__Instructions to follow__:
Write out the listing below again, swapping "mark its location" for "give its position" everywhere it appears and keeping everything else unchanged. Leave the pictures out of your answer.

__Data provided__:
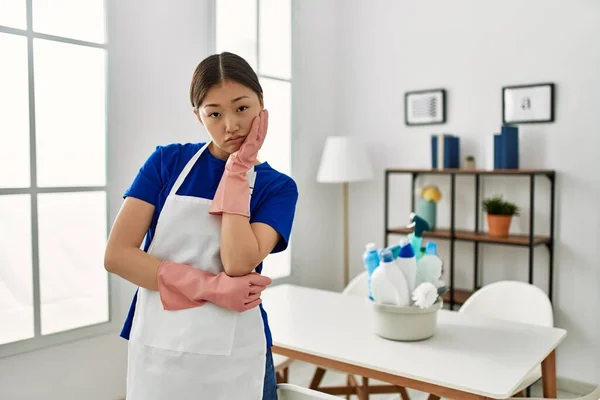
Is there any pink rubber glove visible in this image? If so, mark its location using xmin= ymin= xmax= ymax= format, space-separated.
xmin=208 ymin=110 xmax=269 ymax=217
xmin=157 ymin=261 xmax=272 ymax=312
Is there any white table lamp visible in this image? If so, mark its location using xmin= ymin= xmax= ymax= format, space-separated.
xmin=317 ymin=136 xmax=373 ymax=287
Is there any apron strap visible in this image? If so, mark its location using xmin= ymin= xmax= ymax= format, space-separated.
xmin=169 ymin=141 xmax=256 ymax=196
xmin=169 ymin=141 xmax=210 ymax=196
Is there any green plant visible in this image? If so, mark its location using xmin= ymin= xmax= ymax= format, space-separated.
xmin=483 ymin=195 xmax=520 ymax=215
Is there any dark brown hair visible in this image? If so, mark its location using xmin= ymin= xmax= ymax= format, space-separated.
xmin=190 ymin=52 xmax=263 ymax=108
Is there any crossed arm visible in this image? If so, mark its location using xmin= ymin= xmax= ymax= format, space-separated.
xmin=104 ymin=197 xmax=279 ymax=290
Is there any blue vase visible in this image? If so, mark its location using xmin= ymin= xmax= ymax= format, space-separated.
xmin=417 ymin=199 xmax=437 ymax=230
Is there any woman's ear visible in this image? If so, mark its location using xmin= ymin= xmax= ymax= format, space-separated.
xmin=194 ymin=107 xmax=204 ymax=125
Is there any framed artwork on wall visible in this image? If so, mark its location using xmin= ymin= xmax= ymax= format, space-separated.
xmin=404 ymin=89 xmax=446 ymax=126
xmin=502 ymin=83 xmax=554 ymax=124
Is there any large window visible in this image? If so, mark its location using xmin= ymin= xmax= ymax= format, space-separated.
xmin=0 ymin=0 xmax=110 ymax=355
xmin=215 ymin=0 xmax=292 ymax=278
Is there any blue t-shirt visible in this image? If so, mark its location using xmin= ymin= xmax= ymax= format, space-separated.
xmin=121 ymin=143 xmax=298 ymax=347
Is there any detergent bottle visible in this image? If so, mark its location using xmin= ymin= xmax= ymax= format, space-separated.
xmin=407 ymin=213 xmax=430 ymax=260
xmin=371 ymin=249 xmax=410 ymax=307
xmin=363 ymin=243 xmax=379 ymax=300
xmin=395 ymin=242 xmax=417 ymax=293
xmin=417 ymin=242 xmax=442 ymax=286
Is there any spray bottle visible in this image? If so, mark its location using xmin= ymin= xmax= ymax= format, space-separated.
xmin=363 ymin=243 xmax=379 ymax=300
xmin=371 ymin=249 xmax=410 ymax=307
xmin=407 ymin=213 xmax=430 ymax=261
xmin=417 ymin=242 xmax=442 ymax=286
xmin=395 ymin=242 xmax=417 ymax=293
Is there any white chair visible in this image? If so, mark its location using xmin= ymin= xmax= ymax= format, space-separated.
xmin=429 ymin=281 xmax=552 ymax=400
xmin=511 ymin=386 xmax=600 ymax=400
xmin=459 ymin=281 xmax=554 ymax=396
xmin=277 ymin=383 xmax=339 ymax=400
xmin=273 ymin=271 xmax=369 ymax=388
xmin=310 ymin=271 xmax=410 ymax=400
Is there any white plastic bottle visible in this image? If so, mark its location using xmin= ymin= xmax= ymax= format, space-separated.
xmin=417 ymin=242 xmax=442 ymax=286
xmin=371 ymin=249 xmax=410 ymax=307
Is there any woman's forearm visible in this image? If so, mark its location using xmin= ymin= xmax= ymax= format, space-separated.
xmin=104 ymin=247 xmax=162 ymax=290
xmin=221 ymin=213 xmax=262 ymax=276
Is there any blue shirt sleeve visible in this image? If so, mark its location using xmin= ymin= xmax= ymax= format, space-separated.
xmin=123 ymin=146 xmax=165 ymax=206
xmin=250 ymin=178 xmax=298 ymax=253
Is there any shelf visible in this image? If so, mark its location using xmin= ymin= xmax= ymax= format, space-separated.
xmin=443 ymin=289 xmax=473 ymax=304
xmin=388 ymin=228 xmax=550 ymax=246
xmin=385 ymin=168 xmax=555 ymax=176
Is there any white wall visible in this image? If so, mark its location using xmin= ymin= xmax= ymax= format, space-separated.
xmin=0 ymin=0 xmax=213 ymax=400
xmin=332 ymin=0 xmax=600 ymax=383
xmin=290 ymin=0 xmax=343 ymax=290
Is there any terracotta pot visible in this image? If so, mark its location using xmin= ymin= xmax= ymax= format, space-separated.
xmin=488 ymin=214 xmax=512 ymax=238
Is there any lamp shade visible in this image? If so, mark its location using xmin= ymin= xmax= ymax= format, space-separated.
xmin=317 ymin=136 xmax=373 ymax=183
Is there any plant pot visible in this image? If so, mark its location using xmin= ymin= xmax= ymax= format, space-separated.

__Task answer__:
Is there any pink rubber glove visible in this image? If so, give its position using xmin= ymin= xmax= ymax= format, space-separated.
xmin=208 ymin=110 xmax=269 ymax=217
xmin=157 ymin=261 xmax=272 ymax=312
Is there any white table lamp visible in this image? If so, give its position using xmin= ymin= xmax= ymax= format, space-separated.
xmin=317 ymin=136 xmax=373 ymax=287
Is there any apron strap visible in this image? If so, give its position using xmin= ymin= xmax= ymax= format, space-separated.
xmin=169 ymin=141 xmax=256 ymax=196
xmin=169 ymin=141 xmax=210 ymax=196
Is there any green plant visible in this image? If so, give its position using xmin= ymin= xmax= ymax= format, space-separated.
xmin=483 ymin=195 xmax=520 ymax=215
Is there any dark brown hair visible in this image? If so, give its position using xmin= ymin= xmax= ymax= format, space-separated.
xmin=190 ymin=52 xmax=263 ymax=108
Is there any crossed arm visible in this image? If so, give its position using xmin= ymin= xmax= ymax= format, space-separated.
xmin=104 ymin=197 xmax=279 ymax=290
Is there any blue vase visible in this image? If so, give its position using xmin= ymin= xmax= ymax= format, space-separated.
xmin=417 ymin=199 xmax=437 ymax=230
Is there any woman's ear visible in this image? If so, give its position using xmin= ymin= xmax= ymax= format, space-separated.
xmin=194 ymin=107 xmax=204 ymax=125
Is there any framed artwork on wall visible in this image? If so, give its position using xmin= ymin= xmax= ymax= format, space-separated.
xmin=404 ymin=89 xmax=446 ymax=126
xmin=502 ymin=83 xmax=554 ymax=124
Is there any large window visible in this image? If so, give its position using xmin= ymin= xmax= ymax= format, space-separated.
xmin=0 ymin=0 xmax=110 ymax=355
xmin=215 ymin=0 xmax=292 ymax=278
Is there any blue t-shirt visible in this image? If so, give its position using xmin= ymin= xmax= ymax= format, space-separated.
xmin=121 ymin=143 xmax=298 ymax=347
Is there any detergent bottle visible in this image? If so, give its position using xmin= ymin= xmax= ymax= format, space-separated.
xmin=407 ymin=213 xmax=430 ymax=260
xmin=371 ymin=249 xmax=410 ymax=307
xmin=363 ymin=243 xmax=379 ymax=300
xmin=395 ymin=242 xmax=417 ymax=293
xmin=417 ymin=242 xmax=442 ymax=286
Is there any spray bottle visible in this image? If so, give its position using xmin= ymin= xmax= ymax= format, space-separated.
xmin=363 ymin=243 xmax=379 ymax=300
xmin=371 ymin=249 xmax=410 ymax=307
xmin=407 ymin=213 xmax=430 ymax=261
xmin=417 ymin=242 xmax=442 ymax=286
xmin=395 ymin=242 xmax=417 ymax=293
Is there any white chair visible in this image? If so, give its position using xmin= ymin= xmax= ymax= format, space-separated.
xmin=429 ymin=281 xmax=552 ymax=400
xmin=511 ymin=386 xmax=600 ymax=400
xmin=459 ymin=281 xmax=554 ymax=396
xmin=277 ymin=383 xmax=339 ymax=400
xmin=273 ymin=271 xmax=369 ymax=388
xmin=310 ymin=271 xmax=410 ymax=400
Is there any white plastic bottle visible in this image? If so, give its position using xmin= ymin= xmax= ymax= format, space-separated.
xmin=417 ymin=242 xmax=442 ymax=286
xmin=371 ymin=249 xmax=410 ymax=307
Is there any woman's forearm visible in this image? If so, give its position using xmin= ymin= xmax= ymax= format, space-separated.
xmin=104 ymin=247 xmax=162 ymax=290
xmin=221 ymin=213 xmax=262 ymax=276
Is there any blue shirt sleeve visible in this image? If so, give its position using xmin= ymin= xmax= ymax= format, space-separated.
xmin=123 ymin=146 xmax=165 ymax=206
xmin=250 ymin=178 xmax=298 ymax=253
Is there any shelf visible in this image? If so, give its position using xmin= ymin= xmax= ymax= format, space-separated.
xmin=443 ymin=289 xmax=473 ymax=304
xmin=388 ymin=228 xmax=550 ymax=246
xmin=385 ymin=168 xmax=555 ymax=176
Is there any white wall visible in this image? If so, give its position using xmin= ymin= xmax= ymax= format, space-separated.
xmin=0 ymin=0 xmax=213 ymax=400
xmin=332 ymin=0 xmax=600 ymax=383
xmin=290 ymin=0 xmax=343 ymax=290
Is there any terracotta pot visible in this image? If so, give its position using xmin= ymin= xmax= ymax= format, space-separated.
xmin=488 ymin=214 xmax=512 ymax=238
Is there any lamp shade visible in this image? If so, give its position using xmin= ymin= xmax= ymax= format, space-separated.
xmin=317 ymin=136 xmax=373 ymax=183
Is there any plant pot visible in this image? If so, give its position using xmin= ymin= xmax= ymax= format, space-separated.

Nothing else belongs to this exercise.